• [INSTRUCTION A]: Summarize the blog post on Luhn's auto-abstract algorithm in two sentences.

------ EXTRACT PROVIDED

Luhn’s Auto-abstract Algorithm

Luhn’s Auto-abstract Algorithm

Well folks, I currently have 2 or 3 significant blog entries whizzing around my head, and I have to post up one of them even though I have already started writing the other or else I might explode . I guess this can be a little tidbit to keep the posts going until some of my more major endeavors arrive.

So the inspiration for this post originated via a Hack Day at the company where I'm working for the summer. One group presented an auto-summarization feature dubbed "talking points" which essentially took group content and displayed the major bullet points nicely on the groups page. The presenters portrayed this effort as a more impartial view on groups. After all, I know that I for one ~~welcome our robot overlords~~ trust algorithms a lot more than I trust self-promotion intended to get you to join the group. At any rate, I didn't catch the name of the algorithm until it was sent out in an email a week later.

I was pretty interested in how it worked, so I checked out the paper online. From reading the paper, I gained a few insights. It turns out that German computer scientist H.P. Luhn came up with a method for automatically generating abstracts from scientific papers, along with many cool information theoretic ideas. It also turns out that this idea is old, as in programming the data on punch cards and published in 1958 old. It's not even his most famous work either, as the Luhn Algorithm on Wikipedia points to a checksum like algorithm that validates an identification number. Given its age, the algorithm is also described in pretty straightforward English and it seemed pretty easy to implement, so I went ahead and did it.

------------
------ RECORDS FOR THIS EXERCISE

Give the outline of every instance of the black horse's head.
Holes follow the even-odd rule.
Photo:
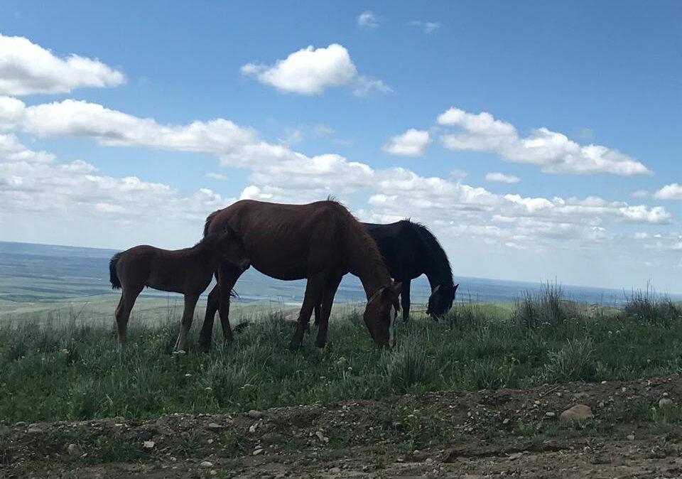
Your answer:
[[[431,291],[426,305],[426,313],[434,320],[438,321],[453,307],[455,301],[455,294],[459,284],[439,284]]]

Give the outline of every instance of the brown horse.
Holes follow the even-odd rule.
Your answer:
[[[112,287],[123,289],[116,308],[121,345],[126,343],[128,319],[135,300],[144,286],[148,286],[185,295],[182,325],[175,347],[175,350],[185,349],[199,295],[208,287],[213,273],[223,262],[242,271],[249,264],[242,240],[227,227],[205,237],[191,248],[170,251],[142,244],[114,254],[109,271]]]
[[[318,298],[322,308],[315,345],[325,346],[334,295],[347,272],[362,282],[367,296],[364,323],[374,343],[379,348],[393,345],[400,284],[391,279],[376,243],[345,207],[331,200],[281,205],[242,200],[211,213],[204,234],[226,225],[244,240],[247,254],[258,271],[277,279],[308,279],[291,349],[301,345]],[[216,309],[225,340],[232,340],[229,293],[241,274],[226,264],[218,270],[218,285],[208,295],[199,337],[205,348],[210,348]]]

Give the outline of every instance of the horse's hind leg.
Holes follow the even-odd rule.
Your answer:
[[[303,304],[298,313],[296,330],[294,332],[291,342],[289,343],[289,349],[292,350],[298,349],[301,346],[301,342],[303,340],[303,333],[309,327],[313,309],[315,308],[315,303],[320,301],[320,294],[323,282],[324,277],[322,275],[308,279],[308,283],[305,284],[305,294],[303,296]]]
[[[135,305],[135,300],[142,291],[142,288],[126,288],[124,286],[119,306],[116,308],[116,324],[118,333],[119,343],[121,346],[126,344],[128,338],[128,320],[130,319],[130,312]]]
[[[197,306],[197,301],[199,301],[198,294],[185,295],[185,309],[183,310],[183,321],[180,323],[178,340],[175,341],[175,346],[173,348],[175,351],[185,350],[187,348],[187,335],[190,332],[190,328],[192,327],[194,308]]]
[[[199,333],[199,345],[207,351],[211,348],[213,323],[215,321],[215,313],[218,311],[220,302],[220,286],[216,284],[208,294],[208,299],[206,301],[206,316],[204,317],[204,324]]]
[[[320,308],[320,324],[318,325],[318,337],[315,345],[324,348],[327,344],[327,328],[329,325],[329,316],[332,313],[332,305],[334,303],[334,295],[339,287],[342,276],[332,277],[325,281],[322,294],[322,306]]]

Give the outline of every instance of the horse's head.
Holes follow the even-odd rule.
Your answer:
[[[241,271],[248,269],[251,266],[251,262],[247,256],[244,242],[239,235],[229,226],[219,235],[217,247],[220,252],[222,261],[234,265]]]
[[[426,314],[430,315],[435,321],[440,319],[453,307],[458,286],[460,286],[459,284],[439,284],[435,286],[428,298]]]
[[[395,343],[394,322],[400,310],[400,283],[380,288],[367,301],[364,324],[379,348],[392,348]]]

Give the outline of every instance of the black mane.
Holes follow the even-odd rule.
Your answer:
[[[428,249],[431,253],[431,257],[434,258],[434,265],[438,266],[438,269],[440,270],[438,273],[439,276],[442,275],[443,276],[447,275],[447,279],[448,280],[448,284],[453,284],[453,268],[450,264],[450,260],[448,259],[448,255],[445,254],[445,250],[443,249],[443,247],[440,246],[440,243],[438,242],[438,240],[435,239],[435,237],[433,236],[429,229],[422,225],[410,220],[403,220],[401,222],[405,222],[409,225],[412,227],[413,231],[415,231],[421,239],[422,242],[424,244],[424,246]],[[443,278],[442,279],[445,279]]]

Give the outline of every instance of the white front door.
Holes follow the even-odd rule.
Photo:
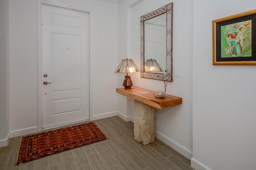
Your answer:
[[[88,120],[89,14],[42,5],[42,128]]]

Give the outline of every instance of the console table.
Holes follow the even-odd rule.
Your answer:
[[[144,145],[155,140],[154,108],[161,109],[182,103],[182,98],[166,94],[158,98],[153,91],[137,87],[117,88],[116,92],[134,100],[134,139]]]

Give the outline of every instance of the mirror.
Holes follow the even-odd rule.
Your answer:
[[[140,17],[141,77],[172,81],[173,5],[172,2]],[[156,61],[162,69],[147,68],[145,62],[150,59]]]

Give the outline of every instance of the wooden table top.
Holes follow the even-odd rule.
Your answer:
[[[131,89],[117,88],[116,92],[159,109],[181,104],[182,101],[182,98],[168,94],[158,98],[154,94],[153,91],[137,87],[132,87]]]

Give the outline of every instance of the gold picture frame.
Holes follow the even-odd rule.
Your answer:
[[[256,10],[212,21],[212,64],[256,65]]]

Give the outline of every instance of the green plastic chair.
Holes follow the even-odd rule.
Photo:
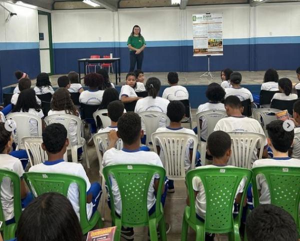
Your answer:
[[[71,184],[75,183],[79,188],[80,225],[84,234],[98,224],[103,227],[101,215],[98,210],[92,216],[90,220],[86,215],[86,183],[82,178],[65,174],[26,172],[24,178],[32,194],[38,196],[45,192],[55,192],[68,196],[68,187]]]
[[[22,212],[21,206],[20,177],[16,173],[6,170],[0,169],[0,186],[4,178],[9,178],[14,186],[14,212],[16,222],[9,225],[5,223],[5,219],[2,209],[1,192],[0,192],[0,220],[3,222],[1,231],[3,232],[4,240],[9,240],[15,236],[18,223]]]
[[[156,194],[156,211],[149,216],[147,208],[148,190],[153,176],[160,175]],[[158,241],[156,224],[158,224],[160,238],[166,240],[164,210],[160,202],[166,170],[162,168],[150,165],[114,165],[103,168],[110,198],[112,226],[116,226],[114,241],[120,240],[121,226],[149,226],[152,241]],[[116,214],[110,178],[114,178],[121,196],[122,210],[120,217]],[[158,202],[159,200],[159,202]]]
[[[206,206],[204,222],[196,218],[195,195],[192,180],[199,178],[205,190]],[[240,205],[238,215],[234,218],[232,206],[240,181],[246,181],[242,200],[244,200],[252,178],[248,169],[238,168],[198,168],[188,172],[186,181],[188,186],[190,206],[184,209],[182,232],[182,241],[187,240],[188,226],[196,232],[196,240],[204,241],[205,232],[229,233],[228,240],[240,241],[239,228],[242,205]]]
[[[264,176],[270,190],[271,204],[284,209],[294,218],[300,235],[300,168],[262,166],[252,170],[254,206],[260,204],[256,176]]]

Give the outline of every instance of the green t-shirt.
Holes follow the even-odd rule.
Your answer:
[[[132,35],[130,35],[128,38],[127,44],[131,44],[132,47],[140,49],[143,45],[146,44],[146,42],[142,36],[136,37]],[[130,51],[132,51],[132,50],[130,50]]]

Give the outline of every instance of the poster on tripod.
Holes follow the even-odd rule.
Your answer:
[[[192,15],[193,56],[223,55],[223,14]]]

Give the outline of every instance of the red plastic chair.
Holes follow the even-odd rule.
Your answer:
[[[103,58],[110,58],[110,56],[109,55],[104,55]],[[110,74],[110,67],[112,67],[112,72],[114,73],[114,68],[112,67],[112,63],[103,63],[101,64],[101,68],[108,68],[108,74]]]
[[[100,55],[91,55],[90,58],[101,58],[101,56]],[[97,66],[100,66],[100,63],[98,64],[86,64],[86,72],[88,72],[88,72],[90,72],[90,67],[94,67],[95,68],[95,72],[96,72],[96,68]],[[102,68],[102,67],[101,67]]]

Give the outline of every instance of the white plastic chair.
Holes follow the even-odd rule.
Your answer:
[[[12,132],[12,136],[14,141],[18,143],[16,148],[16,150],[20,149],[24,149],[24,144],[22,142],[22,138],[24,136],[30,136],[30,126],[29,122],[30,120],[36,120],[38,123],[38,136],[42,136],[42,119],[35,114],[26,112],[14,112],[6,116],[8,120],[12,119],[14,120],[16,124],[16,134]]]
[[[266,126],[268,124],[273,120],[277,120],[276,116],[270,116],[268,114],[268,113],[276,113],[281,111],[280,110],[274,109],[273,108],[260,108],[255,109],[252,113],[252,117],[258,120],[262,125],[266,136],[267,136],[268,132],[266,130]]]
[[[48,116],[45,118],[45,122],[47,126],[52,124],[52,123],[60,123],[63,124],[68,131],[68,138],[70,140],[70,133],[68,131],[68,126],[70,126],[72,121],[76,122],[76,136],[77,136],[77,144],[72,146],[71,142],[70,142],[69,146],[68,147],[68,150],[71,150],[72,155],[72,161],[74,162],[78,162],[78,155],[77,150],[80,148],[82,148],[84,152],[86,158],[86,162],[88,168],[90,168],[90,161],[88,160],[88,148],[86,146],[86,142],[84,138],[80,136],[81,133],[81,119],[76,116],[68,114],[56,114]]]
[[[200,128],[200,118],[203,120],[205,118],[208,124],[208,136],[212,133],[216,125],[220,120],[227,117],[227,114],[225,110],[212,110],[200,112],[196,115],[197,122],[197,132],[198,140],[200,143],[200,154],[201,159],[204,163],[206,156],[206,142],[201,141],[201,129]]]
[[[195,159],[198,146],[198,138],[192,134],[170,132],[154,132],[152,136],[154,151],[158,153],[156,145],[159,143],[164,152],[166,176],[172,180],[184,180],[186,178],[184,158],[188,142],[194,142],[190,170],[195,168]]]
[[[238,168],[252,168],[253,154],[260,149],[258,159],[262,159],[266,136],[259,133],[250,132],[228,132],[232,140],[232,156],[228,164]]]
[[[164,126],[168,126],[170,124],[170,120],[164,113],[156,110],[147,110],[138,113],[138,115],[144,120],[146,131],[146,146],[150,148],[152,148],[152,135],[156,132],[160,126],[160,120],[164,120],[166,122]]]

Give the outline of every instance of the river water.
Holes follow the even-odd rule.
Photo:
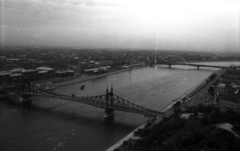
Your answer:
[[[217,69],[144,67],[59,87],[55,93],[92,96],[104,94],[112,85],[118,96],[161,111],[214,71]],[[82,84],[86,87],[81,91]],[[112,120],[105,120],[103,109],[45,97],[34,97],[31,109],[4,100],[0,104],[0,150],[4,151],[103,151],[148,119],[115,111]]]

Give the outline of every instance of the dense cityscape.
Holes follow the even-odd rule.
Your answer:
[[[152,62],[239,61],[238,53],[154,50],[5,49],[0,52],[1,82],[101,74]]]

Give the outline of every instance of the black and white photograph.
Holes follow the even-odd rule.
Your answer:
[[[239,151],[240,0],[0,0],[1,151]]]

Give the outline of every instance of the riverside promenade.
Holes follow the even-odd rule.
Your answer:
[[[210,88],[210,86],[212,86],[224,73],[226,73],[227,70],[228,70],[227,68],[222,68],[222,69],[218,70],[217,72],[212,73],[211,75],[216,74],[216,77],[214,79],[207,82],[207,80],[210,78],[211,75],[208,76],[205,80],[200,82],[198,85],[196,85],[192,89],[188,90],[186,93],[184,93],[177,99],[173,100],[169,105],[167,105],[162,110],[162,112],[164,112],[163,116],[173,115],[174,111],[173,111],[172,106],[173,106],[173,104],[175,104],[178,101],[181,102],[182,108],[204,102],[206,100],[206,97],[208,96],[208,89]],[[185,100],[185,101],[183,101],[183,100]],[[122,151],[120,149],[121,145],[123,144],[124,141],[133,139],[135,131],[137,131],[138,129],[143,129],[147,123],[150,123],[151,125],[156,125],[156,124],[160,123],[161,120],[162,120],[162,117],[158,117],[155,120],[149,119],[146,123],[142,124],[135,130],[133,130],[130,134],[128,134],[127,136],[122,138],[120,141],[118,141],[117,143],[112,145],[106,151],[114,151],[115,149],[119,149],[120,151]]]

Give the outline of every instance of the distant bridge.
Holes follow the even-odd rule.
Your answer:
[[[70,95],[61,95],[56,94],[48,91],[41,90],[34,85],[30,84],[20,84],[15,88],[6,89],[2,88],[2,92],[11,92],[18,95],[21,95],[23,102],[28,102],[31,104],[31,96],[43,96],[43,97],[50,97],[50,98],[58,98],[63,100],[69,100],[78,103],[84,103],[91,106],[99,107],[105,109],[105,117],[111,116],[114,113],[114,110],[130,112],[141,114],[145,116],[157,117],[161,116],[162,112],[154,111],[140,105],[131,103],[116,94],[113,93],[113,88],[111,87],[111,91],[106,90],[105,95],[98,95],[98,96],[70,96]]]
[[[152,65],[153,65],[153,63],[152,63]],[[193,63],[182,63],[182,62],[162,62],[162,63],[156,63],[155,65],[168,65],[169,68],[171,68],[173,65],[193,66],[193,67],[197,67],[197,69],[199,69],[200,67],[226,68],[226,66],[193,64]]]

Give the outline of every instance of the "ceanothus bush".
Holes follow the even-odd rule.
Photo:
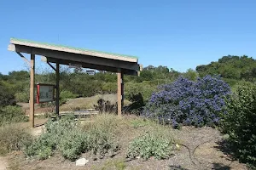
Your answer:
[[[146,105],[143,116],[154,118],[173,127],[179,124],[212,126],[224,111],[230,86],[219,76],[207,76],[196,82],[178,77],[171,84],[158,87]]]

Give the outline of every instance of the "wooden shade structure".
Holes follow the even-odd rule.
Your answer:
[[[124,101],[124,74],[137,76],[141,66],[138,59],[134,56],[105,53],[84,48],[72,48],[64,45],[49,44],[30,40],[11,38],[8,49],[16,52],[26,60],[21,53],[30,54],[30,122],[34,127],[34,74],[35,56],[44,57],[45,61],[56,71],[56,113],[59,114],[59,70],[60,65],[79,65],[84,68],[116,72],[118,75],[118,115],[122,113]],[[54,67],[50,63],[55,63]]]

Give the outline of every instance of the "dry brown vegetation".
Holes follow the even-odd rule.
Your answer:
[[[81,157],[90,162],[82,167],[76,167],[74,162],[64,159],[59,153],[38,161],[26,159],[22,151],[16,151],[9,155],[9,169],[246,169],[244,165],[231,160],[219,150],[218,142],[223,137],[214,128],[183,127],[177,130],[134,116],[119,117],[104,114],[81,123],[84,131],[107,128],[120,144],[120,150],[116,155],[102,159],[84,153]],[[130,142],[148,132],[162,132],[172,136],[173,155],[165,160],[154,157],[147,161],[143,158],[126,158]]]

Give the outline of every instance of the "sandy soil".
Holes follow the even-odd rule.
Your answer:
[[[135,130],[129,130],[130,133],[124,134],[122,140],[131,141],[134,137]],[[107,157],[102,160],[93,160],[88,154],[82,157],[89,159],[90,162],[83,167],[76,167],[75,162],[64,160],[56,156],[44,161],[27,160],[22,153],[10,156],[10,162],[19,162],[20,168],[29,169],[118,169],[114,165],[122,162],[125,169],[168,169],[168,170],[243,170],[246,166],[232,160],[228,155],[224,154],[219,148],[219,141],[222,135],[217,129],[211,128],[195,128],[184,127],[182,130],[173,132],[180,149],[168,160],[155,160],[151,158],[148,161],[136,159],[129,161],[125,159],[125,148],[128,143],[123,145],[120,152],[113,158]],[[180,168],[183,167],[183,168]]]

------------

• [INSTRUCTION B]: Pull out every line of the listing that contains the string "wooden". Case counts.

• [FULL RESPONSE A]: The writer first heard of the algorithm at a Hack Day at the company where they are working for the summer, where one group presented an auto-summarization feature called "talking points." After reading the paper, the writer learned that German computer scientist H.P. Luhn devised the method for automatically generating abstracts from scientific papers, published it in 1958, and described it in plain enough English that the writer went ahead and implemented it.

• [FULL RESPONSE B]:
Give the outline of every instance of the wooden table top.
Give the outline of every instance of the "wooden shade structure".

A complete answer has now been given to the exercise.